> STORED DATA

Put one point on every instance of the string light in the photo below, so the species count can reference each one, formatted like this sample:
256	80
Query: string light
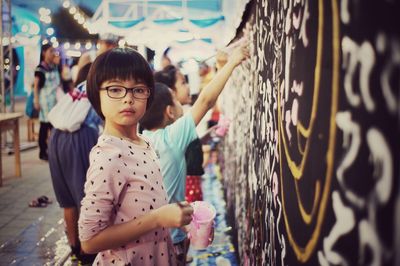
78	15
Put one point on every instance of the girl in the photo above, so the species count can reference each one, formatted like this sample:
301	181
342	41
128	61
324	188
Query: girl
47	79
171	132
124	214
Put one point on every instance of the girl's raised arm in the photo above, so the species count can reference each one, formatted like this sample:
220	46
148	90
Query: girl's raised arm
208	96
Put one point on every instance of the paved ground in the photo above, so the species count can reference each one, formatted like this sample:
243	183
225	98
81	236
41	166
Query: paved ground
29	236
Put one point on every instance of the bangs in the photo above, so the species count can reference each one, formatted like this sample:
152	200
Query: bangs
123	65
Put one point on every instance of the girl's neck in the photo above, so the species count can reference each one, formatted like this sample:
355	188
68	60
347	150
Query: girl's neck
46	64
129	133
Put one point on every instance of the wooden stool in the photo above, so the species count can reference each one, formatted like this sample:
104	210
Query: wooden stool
32	135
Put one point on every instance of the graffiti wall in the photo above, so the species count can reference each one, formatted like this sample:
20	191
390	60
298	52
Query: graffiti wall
311	160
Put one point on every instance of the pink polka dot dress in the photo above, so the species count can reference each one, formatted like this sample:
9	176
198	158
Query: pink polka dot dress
123	183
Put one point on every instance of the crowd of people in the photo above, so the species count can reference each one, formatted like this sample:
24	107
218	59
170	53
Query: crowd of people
126	177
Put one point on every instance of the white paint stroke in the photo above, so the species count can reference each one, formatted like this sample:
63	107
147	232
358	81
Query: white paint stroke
351	142
345	222
344	12
303	28
295	111
391	66
353	54
383	164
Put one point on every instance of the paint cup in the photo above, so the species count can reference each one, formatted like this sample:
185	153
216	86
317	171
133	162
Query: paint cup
202	224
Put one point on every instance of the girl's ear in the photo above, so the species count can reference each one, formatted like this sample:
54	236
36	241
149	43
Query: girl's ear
169	112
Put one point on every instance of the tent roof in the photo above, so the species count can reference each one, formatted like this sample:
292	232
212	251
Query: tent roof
92	5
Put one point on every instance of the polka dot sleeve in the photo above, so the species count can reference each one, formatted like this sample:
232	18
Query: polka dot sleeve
103	188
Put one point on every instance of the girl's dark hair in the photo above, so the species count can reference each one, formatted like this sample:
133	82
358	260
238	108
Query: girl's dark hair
122	64
44	48
167	76
82	74
154	116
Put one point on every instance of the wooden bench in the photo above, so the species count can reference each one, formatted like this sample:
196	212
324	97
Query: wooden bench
10	121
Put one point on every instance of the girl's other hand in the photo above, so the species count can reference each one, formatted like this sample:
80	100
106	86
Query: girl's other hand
175	215
36	104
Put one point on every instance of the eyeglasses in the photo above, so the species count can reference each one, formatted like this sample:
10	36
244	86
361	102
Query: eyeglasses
119	92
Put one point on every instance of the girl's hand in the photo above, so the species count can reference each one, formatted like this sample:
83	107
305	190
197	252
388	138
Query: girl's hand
239	54
36	104
175	215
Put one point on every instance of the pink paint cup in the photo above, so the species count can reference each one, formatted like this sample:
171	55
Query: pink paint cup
202	224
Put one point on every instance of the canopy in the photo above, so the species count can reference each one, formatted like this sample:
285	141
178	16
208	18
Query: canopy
158	24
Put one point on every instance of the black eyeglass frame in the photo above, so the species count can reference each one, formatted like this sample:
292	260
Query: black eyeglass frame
107	88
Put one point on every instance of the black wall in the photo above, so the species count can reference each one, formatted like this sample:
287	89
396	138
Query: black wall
312	156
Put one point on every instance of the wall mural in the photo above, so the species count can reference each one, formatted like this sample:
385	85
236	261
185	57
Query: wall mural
311	160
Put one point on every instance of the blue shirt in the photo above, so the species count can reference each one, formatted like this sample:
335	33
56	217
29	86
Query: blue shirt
170	144
92	119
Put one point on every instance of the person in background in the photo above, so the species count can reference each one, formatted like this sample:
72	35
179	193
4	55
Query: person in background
171	132
174	79
69	162
47	79
125	215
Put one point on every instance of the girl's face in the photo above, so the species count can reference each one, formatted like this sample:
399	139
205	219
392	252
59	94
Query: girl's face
182	89
124	113
49	55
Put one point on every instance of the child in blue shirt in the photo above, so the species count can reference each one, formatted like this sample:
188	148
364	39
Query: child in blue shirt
171	132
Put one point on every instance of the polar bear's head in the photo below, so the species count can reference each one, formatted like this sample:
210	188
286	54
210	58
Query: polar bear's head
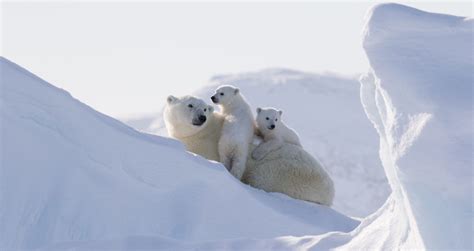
186	115
225	94
268	119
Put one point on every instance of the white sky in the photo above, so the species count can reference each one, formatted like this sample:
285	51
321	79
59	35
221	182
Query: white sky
123	59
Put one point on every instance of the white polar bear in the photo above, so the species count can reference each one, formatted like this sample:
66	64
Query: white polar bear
273	131
289	170
194	122
237	131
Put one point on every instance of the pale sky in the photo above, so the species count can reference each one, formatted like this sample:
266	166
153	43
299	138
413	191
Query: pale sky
125	58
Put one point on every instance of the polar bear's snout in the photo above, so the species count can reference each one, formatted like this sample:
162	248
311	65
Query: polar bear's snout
199	120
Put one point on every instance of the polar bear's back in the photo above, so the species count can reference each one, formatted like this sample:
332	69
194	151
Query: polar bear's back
292	171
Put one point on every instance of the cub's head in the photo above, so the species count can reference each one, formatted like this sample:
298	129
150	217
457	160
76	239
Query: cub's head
268	119
225	94
186	116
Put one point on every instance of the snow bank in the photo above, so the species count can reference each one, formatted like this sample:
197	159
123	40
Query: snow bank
419	97
325	110
72	177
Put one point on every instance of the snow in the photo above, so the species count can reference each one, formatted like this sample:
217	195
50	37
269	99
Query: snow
71	174
326	111
73	178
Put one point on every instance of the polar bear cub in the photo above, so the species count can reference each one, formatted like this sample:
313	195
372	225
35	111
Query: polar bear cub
275	133
237	129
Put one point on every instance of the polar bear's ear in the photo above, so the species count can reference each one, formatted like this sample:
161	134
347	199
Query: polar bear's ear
171	99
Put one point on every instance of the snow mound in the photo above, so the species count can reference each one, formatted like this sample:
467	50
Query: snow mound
418	95
72	177
326	111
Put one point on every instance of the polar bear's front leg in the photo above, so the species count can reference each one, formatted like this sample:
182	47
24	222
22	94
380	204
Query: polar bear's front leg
266	147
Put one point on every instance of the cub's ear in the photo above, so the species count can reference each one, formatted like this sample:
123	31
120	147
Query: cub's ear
171	99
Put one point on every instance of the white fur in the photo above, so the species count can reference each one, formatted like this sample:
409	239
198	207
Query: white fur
237	130
201	139
289	169
274	132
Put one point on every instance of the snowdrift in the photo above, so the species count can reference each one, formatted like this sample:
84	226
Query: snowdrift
418	95
74	178
70	174
325	110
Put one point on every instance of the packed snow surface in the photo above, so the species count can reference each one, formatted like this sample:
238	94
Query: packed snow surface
326	112
72	174
71	177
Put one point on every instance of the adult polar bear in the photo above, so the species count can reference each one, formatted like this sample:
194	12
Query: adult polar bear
289	169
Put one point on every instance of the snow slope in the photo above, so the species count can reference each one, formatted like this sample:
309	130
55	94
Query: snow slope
71	174
418	95
73	178
326	111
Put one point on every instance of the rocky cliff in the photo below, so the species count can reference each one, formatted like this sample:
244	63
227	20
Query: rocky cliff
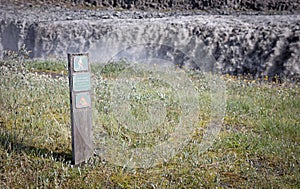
258	45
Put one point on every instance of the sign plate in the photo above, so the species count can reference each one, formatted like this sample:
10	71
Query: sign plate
82	82
80	63
81	107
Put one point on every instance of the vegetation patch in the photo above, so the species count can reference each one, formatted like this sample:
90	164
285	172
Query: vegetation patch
258	146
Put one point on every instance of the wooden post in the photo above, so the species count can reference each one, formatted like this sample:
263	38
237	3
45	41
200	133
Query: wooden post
81	107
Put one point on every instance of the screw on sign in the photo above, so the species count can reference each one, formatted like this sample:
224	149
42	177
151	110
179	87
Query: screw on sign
81	109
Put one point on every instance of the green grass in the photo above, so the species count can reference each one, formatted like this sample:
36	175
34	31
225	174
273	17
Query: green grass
258	146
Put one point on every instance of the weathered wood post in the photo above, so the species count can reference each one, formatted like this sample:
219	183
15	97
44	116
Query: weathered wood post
81	107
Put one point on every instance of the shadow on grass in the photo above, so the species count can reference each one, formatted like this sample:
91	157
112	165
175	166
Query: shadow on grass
12	143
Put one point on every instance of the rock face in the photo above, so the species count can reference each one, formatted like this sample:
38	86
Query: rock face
257	45
242	5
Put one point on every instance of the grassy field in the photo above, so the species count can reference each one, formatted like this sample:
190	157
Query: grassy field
258	146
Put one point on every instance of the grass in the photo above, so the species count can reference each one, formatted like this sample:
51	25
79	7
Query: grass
258	146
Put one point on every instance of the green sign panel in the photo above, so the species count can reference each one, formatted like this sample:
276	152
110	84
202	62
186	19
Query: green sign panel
80	63
82	100
82	82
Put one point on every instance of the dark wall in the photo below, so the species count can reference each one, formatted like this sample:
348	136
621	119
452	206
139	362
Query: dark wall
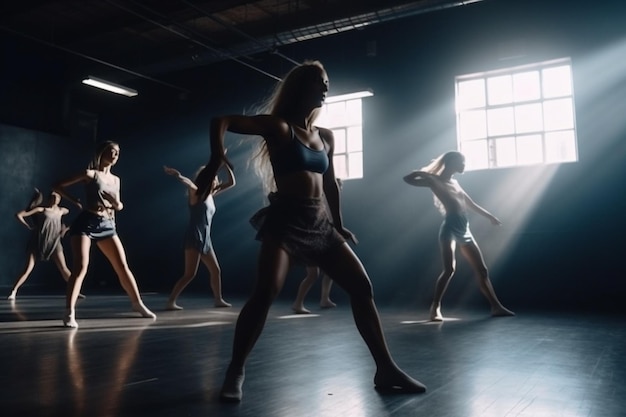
559	245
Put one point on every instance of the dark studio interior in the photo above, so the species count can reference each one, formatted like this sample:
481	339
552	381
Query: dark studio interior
555	260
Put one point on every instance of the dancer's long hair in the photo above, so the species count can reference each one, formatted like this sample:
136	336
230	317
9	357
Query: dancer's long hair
100	148
282	103
436	167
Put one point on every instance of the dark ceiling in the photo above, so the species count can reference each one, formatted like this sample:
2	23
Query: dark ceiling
155	40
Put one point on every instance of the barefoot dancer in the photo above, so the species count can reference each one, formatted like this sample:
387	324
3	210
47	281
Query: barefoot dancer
297	224
312	273
45	240
453	202
198	244
97	223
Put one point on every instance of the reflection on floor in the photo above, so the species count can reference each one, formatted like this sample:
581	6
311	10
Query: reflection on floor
117	364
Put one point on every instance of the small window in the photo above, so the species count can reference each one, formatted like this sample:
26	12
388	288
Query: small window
517	116
343	115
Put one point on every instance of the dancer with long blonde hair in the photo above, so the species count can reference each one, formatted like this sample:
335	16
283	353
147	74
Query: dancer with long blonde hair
296	157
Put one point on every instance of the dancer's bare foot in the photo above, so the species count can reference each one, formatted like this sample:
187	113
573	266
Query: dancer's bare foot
140	308
222	303
300	309
435	313
171	305
232	388
70	321
501	311
396	381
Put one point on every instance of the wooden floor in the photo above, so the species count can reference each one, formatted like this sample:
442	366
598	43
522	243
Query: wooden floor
116	364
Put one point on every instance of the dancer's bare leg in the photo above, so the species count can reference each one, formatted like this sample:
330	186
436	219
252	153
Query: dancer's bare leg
345	268
210	261
192	259
273	265
325	301
80	255
30	264
449	263
475	258
59	260
312	272
114	251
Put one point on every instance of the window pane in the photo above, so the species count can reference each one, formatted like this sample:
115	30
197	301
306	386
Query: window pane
529	149
559	114
526	86
341	166
517	116
473	124
528	118
561	146
471	94
475	154
340	140
336	114
500	90
557	81
500	121
355	165
355	139
353	112
506	154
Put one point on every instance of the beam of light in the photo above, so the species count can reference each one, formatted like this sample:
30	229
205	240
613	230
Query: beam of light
349	96
297	316
110	86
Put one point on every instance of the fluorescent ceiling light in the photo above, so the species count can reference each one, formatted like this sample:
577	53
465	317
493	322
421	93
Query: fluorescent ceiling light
351	96
109	86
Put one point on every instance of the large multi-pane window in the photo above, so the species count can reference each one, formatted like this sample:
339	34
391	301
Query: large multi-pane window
517	116
343	115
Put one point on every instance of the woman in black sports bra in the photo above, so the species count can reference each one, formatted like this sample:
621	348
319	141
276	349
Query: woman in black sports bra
295	160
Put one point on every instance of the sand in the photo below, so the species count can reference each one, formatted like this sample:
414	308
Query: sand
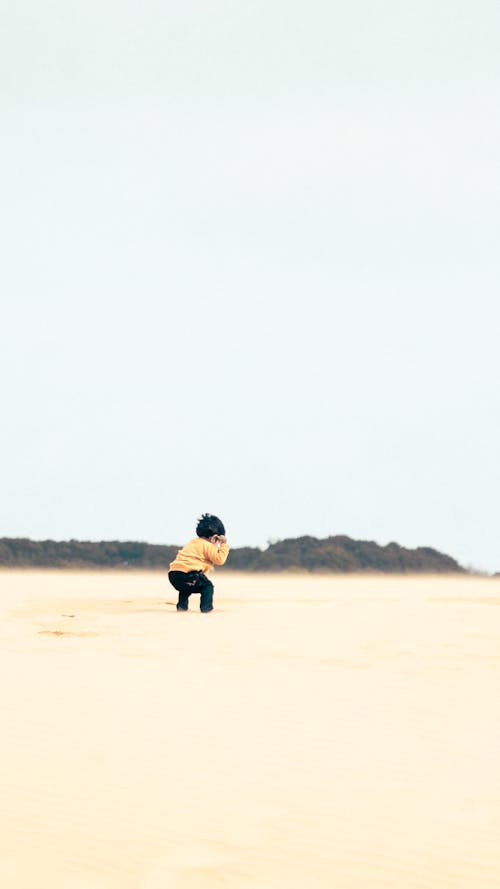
310	732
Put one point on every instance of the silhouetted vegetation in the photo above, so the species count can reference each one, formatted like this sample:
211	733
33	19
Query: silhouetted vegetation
333	554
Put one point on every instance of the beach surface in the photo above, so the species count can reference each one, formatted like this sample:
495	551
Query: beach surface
326	732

> YOUR TASK
Reproduce verbatim, and only, the lines starting at the one that contains "Put one point on every instance of the beam" and ending with the final line of the records; leave out the pictures.

> RESULT FOR THIS EXERCISE
Put one point on every instance of the beam of light in the photo above, so the species count can reference each one, formatted like this sample:
30	229
205	240
613	230
Query: beam of light
349	96
297	316
110	86
Put one point on every instance of the fluorescent ceiling light in the photo above, so the species count can reference each one, formatted like this sample:
577	53
465	317
493	322
421	93
Query: fluorescent ceiling light
351	96
109	86
Put one point on every instance of the large multi-pane window in the photo above, so the species count can reference each one, formatted like this sample:
339	34
391	301
Query: large multi-pane window
517	116
343	115
Put one point on every instance of the woman in black sports bra in the photo above, so the species count can reference each one, formatted like this sample:
621	348
319	141
276	349
Query: woman in black sports bra
295	160
Put one point on every instance of the sand in the photo below, so the species count can reference each one, formatted like this sample:
414	308
Query: sand
310	732
Put one point on every instance of the silhouetted vegetation in the photo above, so the species count can reference each one, formatted like this sample:
211	733
33	19
Query: silhouetted vegetation
333	554
Put one point on every instance of the beach surface in the photo above, so the species count can reference each one, formatted like this sample:
495	551
Query: beach surface
326	732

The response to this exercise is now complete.